Reproduce only the lines that run from the line with "Please point out the clothesline" to the last line of the material, both ends included, exactly as they appear.

* _Extracted information_
● ● ●
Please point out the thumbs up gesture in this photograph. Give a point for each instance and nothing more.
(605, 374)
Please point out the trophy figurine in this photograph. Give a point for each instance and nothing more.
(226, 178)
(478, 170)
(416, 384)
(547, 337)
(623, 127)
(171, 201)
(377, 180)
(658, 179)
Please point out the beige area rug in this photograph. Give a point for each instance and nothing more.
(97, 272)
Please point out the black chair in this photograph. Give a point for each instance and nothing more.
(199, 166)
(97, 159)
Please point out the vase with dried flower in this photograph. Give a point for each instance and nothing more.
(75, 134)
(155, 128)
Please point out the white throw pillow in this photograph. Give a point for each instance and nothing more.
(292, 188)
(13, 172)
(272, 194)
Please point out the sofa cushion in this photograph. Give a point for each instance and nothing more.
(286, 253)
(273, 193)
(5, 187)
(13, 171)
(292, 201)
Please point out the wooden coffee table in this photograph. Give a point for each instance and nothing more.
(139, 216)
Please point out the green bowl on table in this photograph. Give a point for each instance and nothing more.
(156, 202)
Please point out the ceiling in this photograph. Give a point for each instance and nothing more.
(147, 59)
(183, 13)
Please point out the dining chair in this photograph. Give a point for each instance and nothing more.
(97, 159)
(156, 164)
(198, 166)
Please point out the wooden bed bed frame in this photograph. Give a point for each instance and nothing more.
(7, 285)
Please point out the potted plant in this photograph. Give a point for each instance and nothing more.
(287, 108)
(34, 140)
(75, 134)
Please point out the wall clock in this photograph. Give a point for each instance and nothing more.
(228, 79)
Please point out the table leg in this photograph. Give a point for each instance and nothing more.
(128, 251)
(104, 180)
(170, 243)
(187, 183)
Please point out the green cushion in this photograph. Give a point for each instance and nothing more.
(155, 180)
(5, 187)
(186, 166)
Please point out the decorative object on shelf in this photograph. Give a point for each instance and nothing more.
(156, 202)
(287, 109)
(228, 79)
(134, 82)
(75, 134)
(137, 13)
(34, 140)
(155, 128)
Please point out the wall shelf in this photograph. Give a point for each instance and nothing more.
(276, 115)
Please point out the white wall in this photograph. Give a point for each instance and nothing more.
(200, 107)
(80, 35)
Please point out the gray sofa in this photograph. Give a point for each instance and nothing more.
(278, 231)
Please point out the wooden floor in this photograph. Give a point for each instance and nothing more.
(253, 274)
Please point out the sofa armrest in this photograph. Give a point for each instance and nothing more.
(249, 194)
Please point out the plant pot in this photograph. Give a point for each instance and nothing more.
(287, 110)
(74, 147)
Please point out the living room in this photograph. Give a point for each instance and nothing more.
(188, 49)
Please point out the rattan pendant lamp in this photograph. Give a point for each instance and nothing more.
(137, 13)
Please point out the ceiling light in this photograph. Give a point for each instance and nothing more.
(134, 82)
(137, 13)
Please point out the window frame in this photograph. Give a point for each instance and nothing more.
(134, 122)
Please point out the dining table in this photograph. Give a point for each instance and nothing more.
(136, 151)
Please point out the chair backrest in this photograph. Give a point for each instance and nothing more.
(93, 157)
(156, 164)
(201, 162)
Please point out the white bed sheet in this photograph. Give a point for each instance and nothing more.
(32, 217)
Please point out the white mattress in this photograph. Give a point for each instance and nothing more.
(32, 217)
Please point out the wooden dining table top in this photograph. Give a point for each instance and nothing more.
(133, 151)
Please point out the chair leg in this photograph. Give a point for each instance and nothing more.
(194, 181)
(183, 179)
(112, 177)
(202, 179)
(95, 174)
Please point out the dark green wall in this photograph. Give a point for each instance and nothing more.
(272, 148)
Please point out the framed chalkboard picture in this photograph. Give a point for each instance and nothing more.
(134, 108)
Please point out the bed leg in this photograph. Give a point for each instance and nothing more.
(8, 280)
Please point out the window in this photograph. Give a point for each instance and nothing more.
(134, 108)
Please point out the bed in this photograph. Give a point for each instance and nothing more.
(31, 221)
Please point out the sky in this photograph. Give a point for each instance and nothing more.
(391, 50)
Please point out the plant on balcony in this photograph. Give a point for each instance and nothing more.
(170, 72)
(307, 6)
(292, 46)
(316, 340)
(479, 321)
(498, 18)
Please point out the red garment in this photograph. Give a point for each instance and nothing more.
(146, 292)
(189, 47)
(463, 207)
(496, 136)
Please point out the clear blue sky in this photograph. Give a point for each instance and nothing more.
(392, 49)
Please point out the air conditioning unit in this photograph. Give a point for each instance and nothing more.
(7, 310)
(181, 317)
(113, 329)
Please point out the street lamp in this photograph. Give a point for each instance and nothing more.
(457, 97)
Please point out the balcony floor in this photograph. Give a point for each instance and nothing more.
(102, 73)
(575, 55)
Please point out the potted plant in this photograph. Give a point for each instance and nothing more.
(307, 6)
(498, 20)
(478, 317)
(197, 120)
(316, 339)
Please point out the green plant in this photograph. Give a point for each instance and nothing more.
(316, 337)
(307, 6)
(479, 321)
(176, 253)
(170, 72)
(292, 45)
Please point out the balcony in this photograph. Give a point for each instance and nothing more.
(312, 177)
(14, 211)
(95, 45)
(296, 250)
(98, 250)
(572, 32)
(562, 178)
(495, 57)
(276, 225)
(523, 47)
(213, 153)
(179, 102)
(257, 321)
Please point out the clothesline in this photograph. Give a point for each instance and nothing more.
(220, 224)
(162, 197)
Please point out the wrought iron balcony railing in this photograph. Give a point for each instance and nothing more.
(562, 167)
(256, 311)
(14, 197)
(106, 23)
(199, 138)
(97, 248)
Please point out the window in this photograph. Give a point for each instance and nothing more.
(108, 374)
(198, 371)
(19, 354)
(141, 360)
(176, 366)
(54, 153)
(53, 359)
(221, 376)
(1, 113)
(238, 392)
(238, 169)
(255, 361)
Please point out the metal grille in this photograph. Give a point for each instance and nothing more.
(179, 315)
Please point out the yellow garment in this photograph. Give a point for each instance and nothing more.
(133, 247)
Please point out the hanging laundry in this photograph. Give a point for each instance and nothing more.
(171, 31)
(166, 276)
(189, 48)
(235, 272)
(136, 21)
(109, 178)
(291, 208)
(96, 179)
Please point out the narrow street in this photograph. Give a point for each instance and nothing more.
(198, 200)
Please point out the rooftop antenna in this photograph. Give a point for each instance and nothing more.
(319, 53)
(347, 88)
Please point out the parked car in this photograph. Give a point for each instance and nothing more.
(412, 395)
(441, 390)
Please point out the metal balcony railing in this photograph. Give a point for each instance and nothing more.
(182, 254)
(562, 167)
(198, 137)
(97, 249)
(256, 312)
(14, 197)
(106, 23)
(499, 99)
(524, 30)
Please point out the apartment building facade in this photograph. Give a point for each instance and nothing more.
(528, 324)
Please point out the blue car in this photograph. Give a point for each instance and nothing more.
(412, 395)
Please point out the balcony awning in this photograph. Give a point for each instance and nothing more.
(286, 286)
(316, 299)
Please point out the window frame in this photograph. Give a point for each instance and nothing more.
● ● ●
* _Correct answer_
Please point out the clothesline in this photograph. Give a point for each instance and nothing more.
(220, 224)
(162, 197)
Please point out the wrought iron balcony railing in this photograph. Give a point for each instance and nothing more.
(562, 167)
(256, 311)
(14, 197)
(106, 23)
(199, 138)
(97, 248)
Please point out the window in this photograph. Give a point for each instance and nothing more.
(108, 374)
(198, 371)
(19, 354)
(141, 360)
(176, 366)
(54, 153)
(53, 359)
(221, 376)
(1, 113)
(238, 392)
(238, 169)
(255, 361)
Please point out the metal grille in this photograph. Give a point for each instance and nothing more.
(179, 315)
Please point out the yellow garment in this photograph. Give a point for each instance and nothing more.
(133, 247)
Please point out the hanging laundry in this photograph. Give a point for each instance and nothing more.
(171, 31)
(166, 276)
(189, 48)
(235, 272)
(136, 21)
(109, 178)
(291, 208)
(96, 179)
Please point out the narrow street in this photograph. Give a point for each instance and nothing more.
(198, 200)
Please point out the rooftop antenna in this photograph. Give a point for each instance and nothing more.
(319, 53)
(347, 88)
Please point out the parked car in this photograph. Give a point for each instance and nothing more.
(412, 395)
(441, 390)
Please point out the metal balcony railing in this photograph. Give a point for each instance and nothing more.
(182, 254)
(562, 167)
(198, 137)
(97, 249)
(256, 312)
(14, 197)
(106, 23)
(499, 99)
(524, 30)
Please point out the apartment building facade in this photograph. Give a point for each instance and nothing more.
(528, 324)
Please point out the blue car in this photograph. Give a point for each instance and nothing more.
(412, 395)
Please point out the balcony awning in this photograph. Give a point for each instance and nothing more.
(286, 286)
(316, 299)
Please point out the window frame in this photograph. Give a point for each instance and nothing more.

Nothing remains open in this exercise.